Repeat the full listing below verbatim and keep the images out.
***** Information given
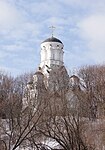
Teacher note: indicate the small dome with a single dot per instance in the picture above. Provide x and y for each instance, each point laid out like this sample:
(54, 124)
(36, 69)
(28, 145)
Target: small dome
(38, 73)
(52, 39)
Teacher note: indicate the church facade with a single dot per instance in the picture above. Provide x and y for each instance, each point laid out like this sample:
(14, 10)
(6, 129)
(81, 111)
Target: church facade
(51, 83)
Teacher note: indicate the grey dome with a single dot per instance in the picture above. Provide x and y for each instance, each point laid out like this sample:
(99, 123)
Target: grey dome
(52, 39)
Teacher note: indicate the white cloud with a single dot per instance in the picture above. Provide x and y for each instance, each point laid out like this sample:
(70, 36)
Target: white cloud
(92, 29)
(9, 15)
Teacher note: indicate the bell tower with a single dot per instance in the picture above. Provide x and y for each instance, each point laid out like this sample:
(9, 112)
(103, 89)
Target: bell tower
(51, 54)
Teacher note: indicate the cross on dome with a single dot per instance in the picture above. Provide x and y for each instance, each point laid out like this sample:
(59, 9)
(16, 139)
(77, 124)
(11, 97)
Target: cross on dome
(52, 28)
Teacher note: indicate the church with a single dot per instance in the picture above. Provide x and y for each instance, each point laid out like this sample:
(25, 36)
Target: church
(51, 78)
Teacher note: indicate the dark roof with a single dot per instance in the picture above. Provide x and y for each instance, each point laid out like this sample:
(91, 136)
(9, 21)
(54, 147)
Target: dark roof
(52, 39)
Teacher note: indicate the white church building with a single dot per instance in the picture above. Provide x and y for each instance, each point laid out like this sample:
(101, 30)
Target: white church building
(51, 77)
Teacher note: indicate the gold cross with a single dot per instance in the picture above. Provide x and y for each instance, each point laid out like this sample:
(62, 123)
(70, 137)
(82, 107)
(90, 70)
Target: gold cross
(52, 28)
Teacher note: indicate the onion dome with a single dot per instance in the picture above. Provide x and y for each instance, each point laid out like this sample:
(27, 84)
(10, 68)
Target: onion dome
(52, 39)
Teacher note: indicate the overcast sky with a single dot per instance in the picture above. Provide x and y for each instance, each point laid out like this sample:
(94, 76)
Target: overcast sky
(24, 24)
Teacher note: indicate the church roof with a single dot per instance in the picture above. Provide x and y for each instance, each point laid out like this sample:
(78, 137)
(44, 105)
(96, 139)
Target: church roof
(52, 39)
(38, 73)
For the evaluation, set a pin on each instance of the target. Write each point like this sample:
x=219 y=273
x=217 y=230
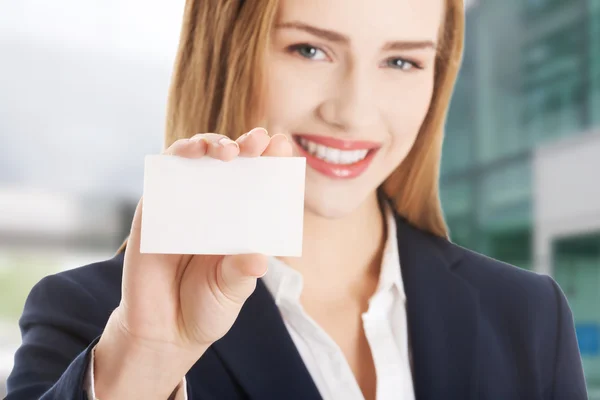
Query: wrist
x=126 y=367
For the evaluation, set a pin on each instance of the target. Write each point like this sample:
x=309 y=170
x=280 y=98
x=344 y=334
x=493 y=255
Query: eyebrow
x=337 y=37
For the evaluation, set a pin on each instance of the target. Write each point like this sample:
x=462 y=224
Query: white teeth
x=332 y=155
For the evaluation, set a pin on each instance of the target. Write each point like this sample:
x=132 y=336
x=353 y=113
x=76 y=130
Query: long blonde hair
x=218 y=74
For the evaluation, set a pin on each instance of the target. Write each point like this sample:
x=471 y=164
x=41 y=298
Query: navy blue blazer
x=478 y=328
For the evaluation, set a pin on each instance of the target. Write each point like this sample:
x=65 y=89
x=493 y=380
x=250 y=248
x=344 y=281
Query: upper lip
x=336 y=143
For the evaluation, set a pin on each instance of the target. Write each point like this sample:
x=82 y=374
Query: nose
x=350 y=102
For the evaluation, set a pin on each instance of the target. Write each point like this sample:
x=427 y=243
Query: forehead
**********
• _The output_
Teacher note: indicate the small dome with a single dot per instance in the picture above. Provide x and y for each instance, each point laid out like this sample:
(54, 124)
(36, 69)
(28, 145)
Target: small dome
(38, 73)
(52, 39)
Teacher note: indicate the church facade with a single dot per instance in the picture above. Provide x and y for each instance, each point laid out like this sample:
(14, 10)
(6, 129)
(81, 111)
Target: church facade
(51, 83)
Teacher note: indicate the grey dome with a single dot per instance in the picture above. Provide x and y for each instance, each point laid out like this sample:
(99, 123)
Target: grey dome
(52, 39)
Teacher note: indicate the white cloud with a single dot per instance in the picture above. Provide x and y for each instance, each point laid out like this sample:
(70, 36)
Target: white cloud
(92, 29)
(9, 15)
Teacher note: indicate the bell tower with a single dot per instance in the picture above. Provide x and y for each instance, each point laid out like this sample:
(9, 112)
(103, 89)
Target: bell tower
(51, 54)
Teacher note: indicate the cross on dome with a single dot per instance in the picture above. Provide x and y for each instance, each point laid out like this sample:
(59, 9)
(16, 139)
(77, 124)
(11, 97)
Target: cross on dome
(52, 28)
Teacher note: indicate the church with a single dot per instance in the picture above. Provide x and y for each instance, each point laid out like this sample:
(25, 36)
Target: church
(51, 78)
Teacher note: indicate the dark roof with a single dot per instance in the picture above. Provide x and y for each instance, each point laid out like this sample:
(91, 136)
(9, 21)
(54, 147)
Target: dark roof
(52, 39)
Teacher note: indicate the white church building with a single dot per instance in the picture above. Provide x and y for each instance, each point laid out like this sample:
(101, 30)
Target: white church building
(51, 77)
Teacher note: indicate the gold cross with a single dot per instance in the picture above. Provide x and y for each instance, each point laid out like this sample:
(62, 123)
(70, 137)
(82, 107)
(90, 70)
Target: gold cross
(52, 28)
Teacher note: indicate the onion dome with a single dot per instance in the picture above. Provide x and y for each instance, each point laid out like this sample:
(27, 84)
(10, 68)
Target: onion dome
(52, 39)
Teacher note: indicate the overcast sky with a single dot per instance in the picture above. Provide x and y for each instance, each point laid out like this sample:
(94, 76)
Target: overcast sky
(24, 24)
Teacher note: indicate the church roof with a single dot per instance in the picture above. Provide x and y for each instance, each point laid out like this sample:
(78, 137)
(44, 105)
(96, 139)
Target: church roof
(52, 39)
(38, 73)
For the evaluation, set a pin on each instance of the target. Write each point like this sample:
x=219 y=273
x=217 y=230
Query: wrist
x=126 y=367
For the evaluation, set a pin on each instance of the target. Write each point like this sample:
x=309 y=170
x=280 y=98
x=344 y=334
x=493 y=255
Query: eyebrow
x=337 y=37
For the evaluation, set a pin on each instance of the target. Write each point like this sample:
x=462 y=224
Query: white teeth
x=332 y=155
For the evaluation, set a pin on each instance of the target. Write each point like this sample:
x=132 y=336
x=353 y=113
x=76 y=130
Query: long blonde hair
x=218 y=74
For the evaluation, set a pin on each instance of the target. Write each point like this sample:
x=471 y=164
x=41 y=298
Query: navy blue blazer
x=478 y=328
For the evaluation, set a pin on each instance of the target. Write each point like this sample:
x=65 y=89
x=493 y=380
x=250 y=248
x=344 y=281
Query: upper lip
x=336 y=143
For the evaluation, set a pin on each instance of the target. Write each point like this sample:
x=82 y=374
Query: nose
x=350 y=102
For the evaluation, set a pin on each instance of the target. Write each point like this sample:
x=427 y=243
Query: forehead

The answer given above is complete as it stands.